# Regulated vs. unregulated. What's the difference?



## rainbowbright (Aug 13, 2008)

Sorry for the unenlightened question, but I was reading an ad for a light and it says that the light will run for x amount of time on regulated output, and x amount of time on unregulated output. I assume this has to do with the type of battery, but not really sure. What's the difference?


----------



## CM (Aug 13, 2008)

Can you tell us what light it is?

This has been asked many times and as many answers have been given. Basically, it's marketing and there is no formal definition. To me, regulated means constant current regulated, and if you plot output vs time, the output remains constant until the battery is spent at which point the output drops rapidly. However, some people have coined the term "partially regulated" or something to that effect which to me means a voltage boost circuit. As the input voltage drops, so does the output. There are so many ways to interpret this that the term is now meaningless to me and the only way to tell for sure what the light does is to look at a plot of output vs. time. Many manufacturers are doing this now.


----------



## yellow (Aug 13, 2008)

regulated: output keeps the same till batts are depleted, then sudden drop, overall shorter runtime

direct: high initial brightness, immediately going heavily down on the 1st few minutes, this reduction will get less and less, but keeps on. 




ignore the names on these graphs (stolen from flashlightreviews),
the red line shows output:

regulated above





direct below


... see how there are differences in regulation and in direct also?


----------



## Tekno_Cowboy (Aug 14, 2008)

I would have to say that regulated just means that the power from the batteries is being altered in some form to provide whatever power to the bulb/led the designer desired. It could be to bump up the about 1.2-1.5V of a AA battery to 3.4V for an LED, or it could be to keep the brightness at a constant level for longer runtime/lower output or shorter runtime/higher output, or any number of other things.

## CHALLENGE 1
Update the entries from their first line through the line containing "Query: street lamp" by replacing "top-left" with "upper-left" and leaving everything else unchanged, then give back only those lines.
## CHALLENGE 2
Extend the forum thread on regulated versus unregulated flashlight output beyond its final post.

## EXERCISE MATERIALS
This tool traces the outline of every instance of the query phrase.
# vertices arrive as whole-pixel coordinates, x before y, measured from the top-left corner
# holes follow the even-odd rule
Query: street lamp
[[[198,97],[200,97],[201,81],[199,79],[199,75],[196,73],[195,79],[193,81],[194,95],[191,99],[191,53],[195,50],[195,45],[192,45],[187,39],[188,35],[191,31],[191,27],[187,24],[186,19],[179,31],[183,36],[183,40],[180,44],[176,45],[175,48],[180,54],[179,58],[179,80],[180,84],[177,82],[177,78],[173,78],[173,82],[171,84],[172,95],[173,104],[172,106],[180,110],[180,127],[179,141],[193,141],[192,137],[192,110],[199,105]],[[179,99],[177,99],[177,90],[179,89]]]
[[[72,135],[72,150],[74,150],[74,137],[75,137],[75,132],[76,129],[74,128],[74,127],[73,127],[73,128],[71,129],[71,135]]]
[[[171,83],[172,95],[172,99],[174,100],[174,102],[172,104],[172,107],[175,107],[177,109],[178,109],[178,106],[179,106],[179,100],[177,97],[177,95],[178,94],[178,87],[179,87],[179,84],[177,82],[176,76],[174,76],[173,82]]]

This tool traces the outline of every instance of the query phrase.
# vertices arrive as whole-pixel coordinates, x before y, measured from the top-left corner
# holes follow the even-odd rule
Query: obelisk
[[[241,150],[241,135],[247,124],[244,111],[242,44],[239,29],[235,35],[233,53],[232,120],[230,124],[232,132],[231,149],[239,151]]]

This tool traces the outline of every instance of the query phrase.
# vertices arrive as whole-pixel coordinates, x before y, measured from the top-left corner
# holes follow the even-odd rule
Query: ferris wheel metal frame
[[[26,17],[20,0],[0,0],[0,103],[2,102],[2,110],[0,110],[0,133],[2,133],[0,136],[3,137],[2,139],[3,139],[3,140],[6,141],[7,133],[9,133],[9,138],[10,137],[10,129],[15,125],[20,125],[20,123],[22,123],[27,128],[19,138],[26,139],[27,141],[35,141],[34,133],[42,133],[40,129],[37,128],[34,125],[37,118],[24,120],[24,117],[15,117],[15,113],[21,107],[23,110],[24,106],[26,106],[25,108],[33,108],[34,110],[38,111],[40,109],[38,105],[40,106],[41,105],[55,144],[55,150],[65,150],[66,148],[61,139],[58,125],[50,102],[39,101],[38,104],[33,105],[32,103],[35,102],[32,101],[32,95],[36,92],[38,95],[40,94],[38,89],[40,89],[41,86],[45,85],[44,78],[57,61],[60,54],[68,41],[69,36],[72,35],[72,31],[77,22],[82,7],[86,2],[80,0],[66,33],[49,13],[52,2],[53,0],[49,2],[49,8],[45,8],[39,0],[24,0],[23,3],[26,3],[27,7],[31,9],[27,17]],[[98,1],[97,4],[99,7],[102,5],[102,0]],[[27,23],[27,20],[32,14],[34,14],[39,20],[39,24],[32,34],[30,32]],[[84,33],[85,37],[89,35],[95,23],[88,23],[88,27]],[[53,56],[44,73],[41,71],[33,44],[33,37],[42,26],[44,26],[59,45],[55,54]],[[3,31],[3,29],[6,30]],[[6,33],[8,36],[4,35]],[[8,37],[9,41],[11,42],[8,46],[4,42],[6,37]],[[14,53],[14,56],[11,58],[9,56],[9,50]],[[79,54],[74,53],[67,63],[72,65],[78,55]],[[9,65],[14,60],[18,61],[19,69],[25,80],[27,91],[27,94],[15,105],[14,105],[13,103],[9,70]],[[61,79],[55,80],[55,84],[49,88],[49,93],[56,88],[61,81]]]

## OUTPUT 1
This tool traces the outline of every instance of the query phrase.
# vertices arrive as whole-pixel coordinates, x before y, measured from the upper-left corner
# holes follow the even-odd rule
Query: street lamp

## OUTPUT 2
Unregulated would be direct drive from the battery to the Bulb/LED.

In the case of some flashlights, seeing:
"3 hrs regulated, 14 hrs unregulated" would imply the use of primary batteries, and would indicate that the light output is kept constant for 3 hrs, after which the light is direct drive for 14 hrs. It could also mean that you either get 3 hrs regulated _or 14_ hrs unregulated. Your best bet would be to contact the reseller or manufactuerer for clarification.


----------



## Glen C (Aug 14, 2008)

Rainbow, most manufacturers mean when they state a regulated and unregulated time, that the first period is regulated ie flat consistent output as stated by yellow and tekno, then at a point where the battery voltage drops too low for the regulation device to supply a constant consistent output, the flashlight drops out of regulation and becomes unregulated and therefore has a diminishing output. One advantage of this is that the unregulated output may let you know your batteries are getting flat, if it is noticeable enough. In yellow's first graph I would very roughly describe the Fenix as in regulation for 2.5 hrs and then unregulated for another 1/2 hr.

AS CM says there is many ways to interpret things, I have seen advertisements describing Li ion incandescents as partially regulated, they are not it is just the fairly flat discharge characteristics of the battery when used with a lamp which is not taxing it too much.


----------



## rainbowbright (Aug 15, 2008)

OH! I get it now. Thanks guys. I thought that regulated had something to do with the battery. I now understand that it is to do with how much lumens is emitted constantly for an amount of time. It has nothing to do with the battery, but actually the flashlight.

So now that I get that, does anyone know which part of the flashlight regulates? It is the LED part (ex: SSC led, Cree led, etc), or is it some circuitry separate from the LED?


----------



## Gunner12 (Aug 15, 2008)

A LED is just a LED. It is a single die with phosphor and no other special circuitry in it.

In a LED flashlight, it's a separate driver circuit that determines if the light is regulated or not.


----------



## HKJ (Aug 15, 2008)

rainbowbright said:


> So now that I get that, does anyone know which part of the flashlight regulates? It is the LED part (ex: SSC led, Cree led, etc), or is it some circuitry separate from the LED?



It is a circuit and it is typical placed just behind the led (Very few incan lights are regulated).


----------



## 2xTrinity (Aug 15, 2008)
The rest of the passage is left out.